Records of labeled points:
──────────────────────────────

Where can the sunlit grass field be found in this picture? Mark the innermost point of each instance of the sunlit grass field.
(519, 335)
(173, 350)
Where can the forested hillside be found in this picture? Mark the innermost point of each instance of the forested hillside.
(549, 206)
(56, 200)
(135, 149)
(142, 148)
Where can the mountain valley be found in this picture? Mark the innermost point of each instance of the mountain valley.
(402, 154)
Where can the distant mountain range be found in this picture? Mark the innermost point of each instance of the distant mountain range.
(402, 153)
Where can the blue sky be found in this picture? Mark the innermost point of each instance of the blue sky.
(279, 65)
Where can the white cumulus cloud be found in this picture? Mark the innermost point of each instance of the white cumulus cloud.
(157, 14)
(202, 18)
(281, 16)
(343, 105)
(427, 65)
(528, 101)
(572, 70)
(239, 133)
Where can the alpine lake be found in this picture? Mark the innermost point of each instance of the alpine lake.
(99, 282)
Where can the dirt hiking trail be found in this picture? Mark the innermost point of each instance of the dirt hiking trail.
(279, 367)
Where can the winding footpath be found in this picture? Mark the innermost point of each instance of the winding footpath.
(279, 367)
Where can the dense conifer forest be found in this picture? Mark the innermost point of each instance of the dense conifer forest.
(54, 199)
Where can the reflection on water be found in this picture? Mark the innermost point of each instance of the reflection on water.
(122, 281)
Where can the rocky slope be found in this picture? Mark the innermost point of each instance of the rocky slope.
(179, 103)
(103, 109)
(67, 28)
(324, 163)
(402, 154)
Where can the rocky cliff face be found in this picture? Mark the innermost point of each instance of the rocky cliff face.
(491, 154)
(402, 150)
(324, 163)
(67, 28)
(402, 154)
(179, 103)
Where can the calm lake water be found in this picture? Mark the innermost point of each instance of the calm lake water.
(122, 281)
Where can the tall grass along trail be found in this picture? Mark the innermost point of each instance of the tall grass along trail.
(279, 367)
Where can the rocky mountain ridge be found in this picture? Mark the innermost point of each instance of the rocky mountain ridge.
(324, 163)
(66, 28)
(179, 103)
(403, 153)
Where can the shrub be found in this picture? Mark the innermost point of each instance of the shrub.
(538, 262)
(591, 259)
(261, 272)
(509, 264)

──────────────────────────────

_Task_.
Take the lines above and print them exactly.

_Correct answer_.
Where can the sunlit grass field be found in this picture? Mark the innermost point of each instance of the sunlit grass field.
(519, 335)
(173, 350)
Where can the forested hillside be found in this picture? Mark the innermost point of each instance of the forested hillside.
(549, 206)
(56, 200)
(135, 149)
(142, 148)
Where can the mountain valley be found in this picture? Mark the innermost point of each instance of the mountain valley.
(402, 154)
Where can the distant mountain range be found in this picture? Mark the innermost point of each instance of the distant mountain range.
(402, 153)
Where can the blue sky be found in this picture? Mark the innermost point of each instance of the blue sky.
(279, 65)
Where can the white cumulus cloud be found in this picture? Mark the innermost point of each instance of the white cumulus cloud.
(157, 14)
(202, 18)
(281, 16)
(343, 105)
(427, 65)
(528, 101)
(572, 70)
(239, 133)
Where can the alpine lake be found in this picture? Mark the innermost point of each instance of the alpine lake.
(99, 282)
Where can the dirt hiking trail be found in this picture? Mark the innermost point of each instance of the dirt hiking trail.
(279, 367)
Where can the winding footpath be found in this picture? Mark the innermost point of each instance of the winding footpath.
(279, 367)
Where can the dense conifer forest be found in this picture? Mark the innermost point of each instance of the dense conifer forest.
(54, 199)
Where can the reflection on water be found in this picture? Mark the innermost point of each instance of the reflection on water.
(122, 281)
Where can the rocky slope be found in this picture? Mark the innermost point of each instance of the rocky slope.
(179, 103)
(103, 109)
(67, 28)
(324, 163)
(402, 154)
Where can the rocky cliff face be found in this picture? Mark the innermost point of each instance of the rocky cliff face.
(491, 154)
(402, 150)
(324, 163)
(67, 28)
(402, 154)
(179, 103)
Where can the calm lake water be found in this picture? Mark the innermost point of each instance of the calm lake water.
(122, 281)
Where can the tall grass along trail be found in this picture? Mark the innermost point of each instance of the tall grass along trail.
(279, 367)
Where can the rocky mountain ridge be found in this picture? Mark the innermost point of each instance of the rocky mountain ridge.
(324, 163)
(66, 28)
(179, 103)
(403, 153)
Where can the shrub be found in this picture? Mark the innermost point of each instance of the shrub.
(538, 262)
(591, 259)
(261, 272)
(509, 264)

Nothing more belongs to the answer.